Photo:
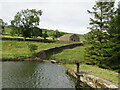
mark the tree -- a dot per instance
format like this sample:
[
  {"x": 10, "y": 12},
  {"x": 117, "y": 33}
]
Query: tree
[
  {"x": 25, "y": 20},
  {"x": 103, "y": 12},
  {"x": 2, "y": 25},
  {"x": 55, "y": 34},
  {"x": 44, "y": 34},
  {"x": 36, "y": 32}
]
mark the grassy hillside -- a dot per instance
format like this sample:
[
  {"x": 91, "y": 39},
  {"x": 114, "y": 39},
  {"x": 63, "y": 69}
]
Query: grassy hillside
[
  {"x": 69, "y": 55},
  {"x": 17, "y": 49}
]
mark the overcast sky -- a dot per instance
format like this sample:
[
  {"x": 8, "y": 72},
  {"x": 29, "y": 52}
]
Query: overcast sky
[{"x": 64, "y": 15}]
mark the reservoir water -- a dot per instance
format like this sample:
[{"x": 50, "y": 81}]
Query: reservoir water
[{"x": 34, "y": 74}]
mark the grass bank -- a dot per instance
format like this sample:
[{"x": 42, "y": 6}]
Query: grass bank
[
  {"x": 18, "y": 49},
  {"x": 94, "y": 70}
]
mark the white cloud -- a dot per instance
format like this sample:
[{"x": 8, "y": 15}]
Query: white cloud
[{"x": 64, "y": 15}]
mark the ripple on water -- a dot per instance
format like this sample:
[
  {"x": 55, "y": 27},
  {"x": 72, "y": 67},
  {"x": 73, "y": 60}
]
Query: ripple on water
[{"x": 35, "y": 75}]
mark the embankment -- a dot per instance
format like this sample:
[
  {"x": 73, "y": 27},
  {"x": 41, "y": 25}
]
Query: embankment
[{"x": 93, "y": 81}]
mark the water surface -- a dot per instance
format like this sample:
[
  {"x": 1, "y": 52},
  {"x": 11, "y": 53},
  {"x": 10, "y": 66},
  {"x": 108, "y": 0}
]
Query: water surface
[{"x": 34, "y": 74}]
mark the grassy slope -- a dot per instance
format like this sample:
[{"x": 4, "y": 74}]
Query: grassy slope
[
  {"x": 103, "y": 73},
  {"x": 69, "y": 55},
  {"x": 14, "y": 49}
]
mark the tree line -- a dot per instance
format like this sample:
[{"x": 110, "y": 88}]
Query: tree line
[
  {"x": 103, "y": 47},
  {"x": 25, "y": 24}
]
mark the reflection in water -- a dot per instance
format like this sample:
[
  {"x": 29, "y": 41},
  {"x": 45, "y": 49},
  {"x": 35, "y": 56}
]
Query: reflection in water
[{"x": 33, "y": 74}]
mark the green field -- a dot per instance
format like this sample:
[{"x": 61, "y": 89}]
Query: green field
[
  {"x": 17, "y": 49},
  {"x": 94, "y": 70},
  {"x": 70, "y": 55}
]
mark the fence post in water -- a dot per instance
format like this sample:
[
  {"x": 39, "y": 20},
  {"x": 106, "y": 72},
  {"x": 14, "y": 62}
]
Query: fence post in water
[{"x": 78, "y": 64}]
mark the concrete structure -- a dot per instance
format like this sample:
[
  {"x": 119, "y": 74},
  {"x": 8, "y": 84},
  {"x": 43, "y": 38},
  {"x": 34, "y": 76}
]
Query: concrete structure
[{"x": 70, "y": 37}]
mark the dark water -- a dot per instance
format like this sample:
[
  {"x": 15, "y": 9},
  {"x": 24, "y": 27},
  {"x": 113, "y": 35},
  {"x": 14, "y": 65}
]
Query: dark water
[{"x": 33, "y": 74}]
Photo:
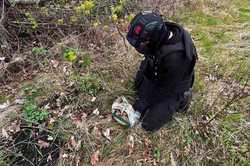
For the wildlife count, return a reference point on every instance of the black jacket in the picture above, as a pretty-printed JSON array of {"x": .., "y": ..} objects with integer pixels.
[{"x": 168, "y": 70}]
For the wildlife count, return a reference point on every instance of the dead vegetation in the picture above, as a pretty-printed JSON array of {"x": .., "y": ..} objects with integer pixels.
[{"x": 63, "y": 69}]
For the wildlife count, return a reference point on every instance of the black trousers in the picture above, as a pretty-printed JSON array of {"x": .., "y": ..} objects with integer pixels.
[{"x": 155, "y": 112}]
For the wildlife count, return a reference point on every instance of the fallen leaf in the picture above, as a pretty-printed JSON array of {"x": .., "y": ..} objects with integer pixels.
[
  {"x": 42, "y": 144},
  {"x": 4, "y": 133},
  {"x": 95, "y": 157},
  {"x": 106, "y": 133}
]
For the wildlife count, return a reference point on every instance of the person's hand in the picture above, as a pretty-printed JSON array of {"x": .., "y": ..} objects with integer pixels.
[{"x": 121, "y": 107}]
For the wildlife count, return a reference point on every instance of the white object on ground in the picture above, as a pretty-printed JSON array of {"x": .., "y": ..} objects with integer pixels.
[{"x": 121, "y": 104}]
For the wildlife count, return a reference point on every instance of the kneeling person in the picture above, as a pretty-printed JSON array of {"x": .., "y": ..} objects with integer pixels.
[{"x": 164, "y": 80}]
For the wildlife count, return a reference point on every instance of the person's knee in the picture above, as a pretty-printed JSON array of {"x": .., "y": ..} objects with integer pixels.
[{"x": 156, "y": 118}]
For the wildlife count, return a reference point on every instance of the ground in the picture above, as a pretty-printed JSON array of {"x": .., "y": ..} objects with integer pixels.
[{"x": 62, "y": 108}]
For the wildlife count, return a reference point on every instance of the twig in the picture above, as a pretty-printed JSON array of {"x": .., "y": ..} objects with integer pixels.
[
  {"x": 2, "y": 15},
  {"x": 234, "y": 99}
]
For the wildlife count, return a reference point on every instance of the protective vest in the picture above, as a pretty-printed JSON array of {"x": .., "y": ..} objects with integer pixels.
[{"x": 186, "y": 46}]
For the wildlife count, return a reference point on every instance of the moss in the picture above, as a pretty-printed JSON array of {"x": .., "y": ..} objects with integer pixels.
[{"x": 3, "y": 99}]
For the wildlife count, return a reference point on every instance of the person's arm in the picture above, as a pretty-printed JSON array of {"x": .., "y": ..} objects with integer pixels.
[
  {"x": 159, "y": 114},
  {"x": 175, "y": 66}
]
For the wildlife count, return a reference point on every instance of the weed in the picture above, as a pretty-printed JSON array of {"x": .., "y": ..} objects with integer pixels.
[
  {"x": 89, "y": 84},
  {"x": 39, "y": 50},
  {"x": 70, "y": 54}
]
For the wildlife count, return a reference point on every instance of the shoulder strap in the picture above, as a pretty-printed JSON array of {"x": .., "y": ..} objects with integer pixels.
[{"x": 169, "y": 49}]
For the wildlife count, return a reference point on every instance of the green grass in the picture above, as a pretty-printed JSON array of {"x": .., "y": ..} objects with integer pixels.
[{"x": 200, "y": 18}]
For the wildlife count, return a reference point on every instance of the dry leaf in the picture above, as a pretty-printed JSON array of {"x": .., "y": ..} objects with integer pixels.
[
  {"x": 131, "y": 144},
  {"x": 93, "y": 99},
  {"x": 55, "y": 63},
  {"x": 42, "y": 144},
  {"x": 49, "y": 158},
  {"x": 95, "y": 158},
  {"x": 106, "y": 133}
]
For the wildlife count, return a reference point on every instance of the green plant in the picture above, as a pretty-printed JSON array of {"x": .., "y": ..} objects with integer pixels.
[
  {"x": 70, "y": 54},
  {"x": 89, "y": 84},
  {"x": 86, "y": 62},
  {"x": 31, "y": 112}
]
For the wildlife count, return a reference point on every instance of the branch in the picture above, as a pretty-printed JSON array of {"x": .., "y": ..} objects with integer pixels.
[{"x": 234, "y": 99}]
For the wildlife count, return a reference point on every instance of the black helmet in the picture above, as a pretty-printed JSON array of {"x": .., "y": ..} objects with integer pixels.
[{"x": 146, "y": 29}]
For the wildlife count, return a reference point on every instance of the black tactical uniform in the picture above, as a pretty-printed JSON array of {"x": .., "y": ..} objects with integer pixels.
[{"x": 166, "y": 75}]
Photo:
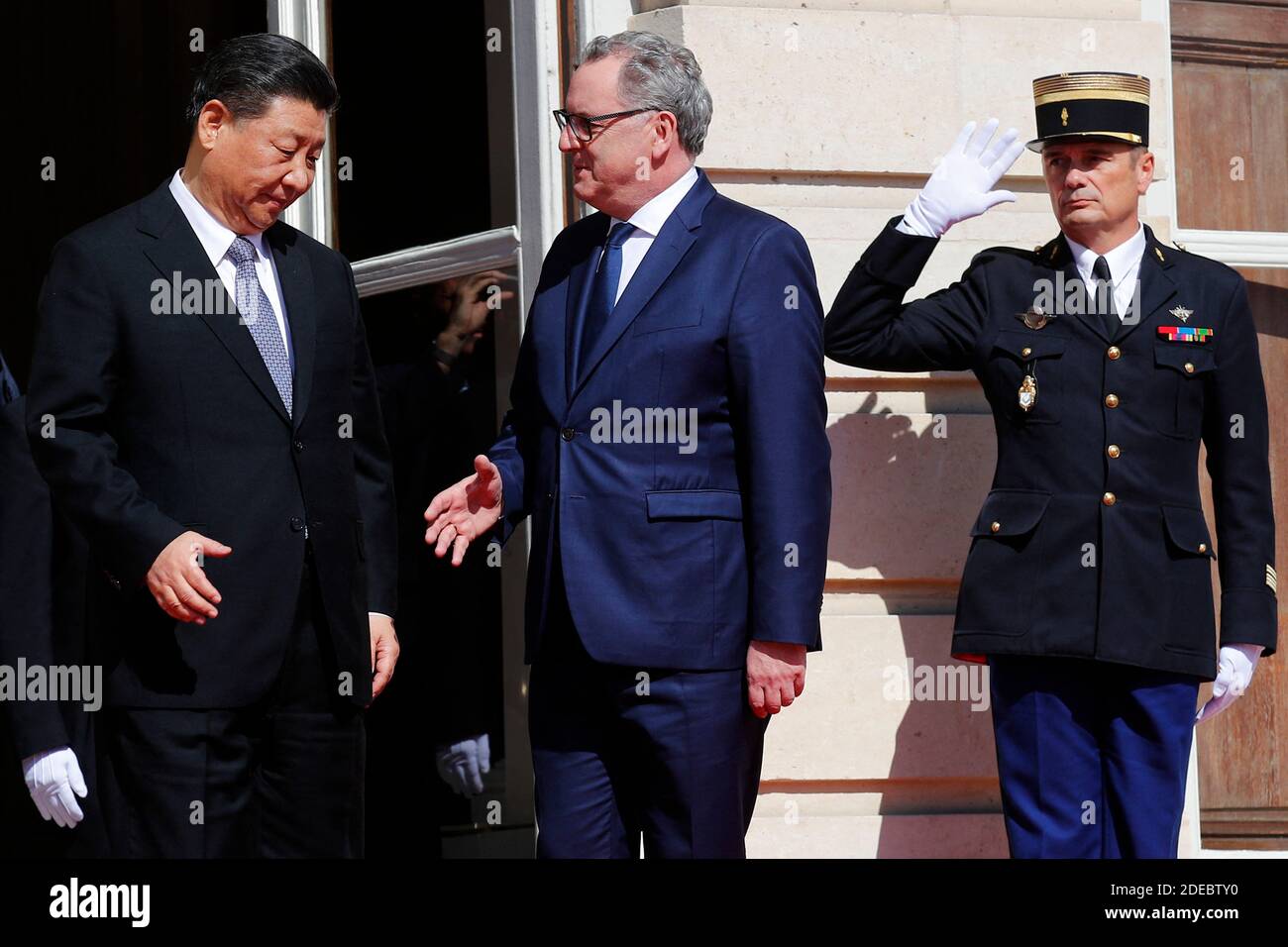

-----

# Problem statement
Print every entry above again without changing a word, and omit the pictures.

# Written response
Photo:
mark the tree -- a dot per instance
format like this sample:
[
  {"x": 10, "y": 12},
  {"x": 117, "y": 33}
]
Query: tree
[
  {"x": 25, "y": 20},
  {"x": 103, "y": 12},
  {"x": 2, "y": 25},
  {"x": 55, "y": 34},
  {"x": 44, "y": 34},
  {"x": 36, "y": 32}
]
mark the grassy hillside -- a dot per instance
format like this sample:
[
  {"x": 91, "y": 39},
  {"x": 114, "y": 39},
  {"x": 63, "y": 69}
]
Query: grassy hillside
[
  {"x": 69, "y": 55},
  {"x": 17, "y": 49}
]
mark the overcast sky -- a dot per instance
format like this sample:
[
  {"x": 8, "y": 72},
  {"x": 29, "y": 52}
]
Query: overcast sky
[{"x": 64, "y": 15}]
mark the reservoir water -- a dot per instance
format like this sample:
[{"x": 50, "y": 81}]
Query: reservoir water
[{"x": 34, "y": 74}]
mark the grass bank -- a dot per instance
format like this sample:
[{"x": 42, "y": 6}]
Query: grass bank
[
  {"x": 18, "y": 49},
  {"x": 94, "y": 70}
]
mark the white cloud -- a dot per instance
format like this sample:
[{"x": 8, "y": 15}]
Query: white cloud
[{"x": 64, "y": 15}]
mark the ripple on water -- a dot per instance
format like this sample:
[
  {"x": 55, "y": 27},
  {"x": 72, "y": 67},
  {"x": 73, "y": 60}
]
Query: ripple on water
[{"x": 35, "y": 75}]
mark the embankment -- a dot per instance
format like this sample:
[
  {"x": 73, "y": 27},
  {"x": 41, "y": 25}
]
Query: embankment
[{"x": 93, "y": 81}]
mark the water surface -- a dot per instance
format like this sample:
[
  {"x": 1, "y": 52},
  {"x": 11, "y": 53},
  {"x": 10, "y": 66},
  {"x": 108, "y": 0}
]
Query: water surface
[{"x": 34, "y": 74}]
mark the grassy slope -- a dot per instance
format like this sample:
[{"x": 4, "y": 74}]
Query: grassy slope
[
  {"x": 103, "y": 73},
  {"x": 69, "y": 55},
  {"x": 14, "y": 49}
]
mark the tree line -- a dot per instance
format like this sample:
[{"x": 110, "y": 88}]
Query: tree line
[
  {"x": 103, "y": 47},
  {"x": 25, "y": 24}
]
mark the reflection in water -- a dot per instance
format like this sample:
[
  {"x": 29, "y": 41},
  {"x": 45, "y": 49},
  {"x": 35, "y": 56}
]
Query: reflection in water
[{"x": 33, "y": 74}]
mark the green field -- a dot per instance
format like this sample:
[{"x": 61, "y": 89}]
Query: green field
[
  {"x": 17, "y": 49},
  {"x": 94, "y": 70},
  {"x": 70, "y": 55}
]
mark the fence post in water -- a dot per instance
format like this sample:
[
  {"x": 39, "y": 20},
  {"x": 106, "y": 72},
  {"x": 14, "y": 62}
]
Query: fence post in water
[{"x": 78, "y": 64}]
mark the concrete structure -- a dot per instance
format like this sample:
[
  {"x": 119, "y": 74},
  {"x": 8, "y": 84},
  {"x": 43, "y": 38},
  {"x": 34, "y": 76}
]
Query: concrete structure
[{"x": 70, "y": 37}]
mark the dark water -- a dot per instance
format like this sample:
[
  {"x": 15, "y": 9},
  {"x": 24, "y": 27},
  {"x": 113, "y": 35},
  {"x": 14, "y": 65}
]
Query: dark water
[{"x": 33, "y": 74}]
Photo:
For the wildlife count, return a reference point on every instance of the black jacket in the picture above, as a pretty-printed JSON array of {"x": .., "y": ..} objects with integer pixels.
[{"x": 168, "y": 70}]
For the wildlife count, return a reference point on every instance of the dead vegetation in the picture above, as a pretty-printed JSON array of {"x": .., "y": ..} objects with integer pixels.
[{"x": 63, "y": 69}]
For the wildlife count, return a reference point on every instance of the black trousers in the picture above, as a pretty-printed JSON array of {"x": .., "y": ..} objects with integer pixels.
[{"x": 155, "y": 112}]
For the wildlife count, return a reference point on every instance of the fallen leaf in the picture above, as a pretty-printed JSON array of {"x": .., "y": ..} objects with integer pixels.
[
  {"x": 42, "y": 144},
  {"x": 4, "y": 133},
  {"x": 95, "y": 157},
  {"x": 106, "y": 133}
]
For the wildlife count, return a reference point on every instance of the person's hand in the picture above, as a pretty-printed JSON array of {"x": .., "y": ..} objects with integer pixels.
[{"x": 121, "y": 107}]
For the wildlife count, return a reference point on every instance of the white object on ground in the picture above, as a pretty-printed JSON array of {"x": .., "y": ..} objects with integer pixels.
[{"x": 121, "y": 104}]
For the wildlife count, return a reference point on every instance of the kneeling person in the picture above, as a pretty-printed JSON array of {"x": .., "y": ..} objects with integer pixels.
[{"x": 164, "y": 80}]
For the wildlife count, return a reference point on every instance of the person's knee in the picture above, as a pretty-printed JSON array of {"x": .., "y": ..} objects with integer pixels.
[{"x": 156, "y": 118}]
For the wildlife count, return a reference point on every instance of the ground in the picture above, as a pretty-printed JSON array of {"x": .., "y": ..} objects with integer pixels.
[{"x": 62, "y": 108}]
For the wildlife count, return a reference point on every instance of the twig in the picture above, as a pretty-printed JSON array of {"x": .., "y": ..} objects with integer pixels.
[
  {"x": 2, "y": 15},
  {"x": 234, "y": 99}
]
For the wildlife count, return a reference point on every instance of the protective vest in the picture above, as a pretty-printed JSON array of {"x": .., "y": ..} objects with integer pixels.
[{"x": 186, "y": 46}]
For the wildlife count, return a reference point on every instance of the moss in the picture above, as a pretty-printed JSON array of {"x": .., "y": ..} objects with integer pixels.
[{"x": 3, "y": 99}]
For the wildlife count, return a reference point on every instance of the person's arm in the picture above, as a pretty-printed JSON array of {"x": .., "y": ..} objects with integer pixels.
[
  {"x": 159, "y": 114},
  {"x": 175, "y": 66}
]
For the wildlife count, return a reference point on every instance of the weed in the picture above, as a pretty-printed JSON array of {"x": .., "y": ..} objects with integer pixels.
[
  {"x": 89, "y": 84},
  {"x": 39, "y": 50},
  {"x": 70, "y": 54}
]
For the wildlife count, return a reference point on every instance of the shoulder strap in the picture above, as a pretty-printed JSON array of {"x": .., "y": ..} objects with integer pixels.
[{"x": 169, "y": 49}]
For the wildlife count, return a reference point on every instance of the green grass in the picture above, as a pretty-printed JSON array of {"x": .., "y": ..} objects with integer pixels.
[{"x": 200, "y": 18}]
For the wildlife count, return a reference point on every instance of the dry leaf in the picture above, as a pretty-printed JSON array of {"x": .., "y": ..} objects with integer pixels.
[
  {"x": 131, "y": 144},
  {"x": 93, "y": 99},
  {"x": 55, "y": 63},
  {"x": 42, "y": 144},
  {"x": 49, "y": 158},
  {"x": 95, "y": 158},
  {"x": 106, "y": 133}
]
For the wildlife count, return a reference point on every instance of the green plant in the picture above, as a pretty-printed JSON array of {"x": .., "y": ..} objects with integer pixels.
[
  {"x": 70, "y": 54},
  {"x": 89, "y": 84},
  {"x": 86, "y": 62},
  {"x": 31, "y": 112}
]
For the wildlife count, return a reference point on every instance of the branch in the picture above, as a pretty-printed JSON array of {"x": .., "y": ..} objects with integer pixels.
[{"x": 234, "y": 99}]
For the wildlife count, return a reference point on every instance of the black helmet in the picture above, as a pretty-printed JSON array of {"x": .., "y": ..} objects with integer pixels.
[{"x": 146, "y": 29}]
For the wildlife count, return a reference point on every instance of the black tactical uniform in the picture above, as a pretty-printed JSON array of {"x": .., "y": ..} objects with integer pixels.
[{"x": 166, "y": 75}]
Photo:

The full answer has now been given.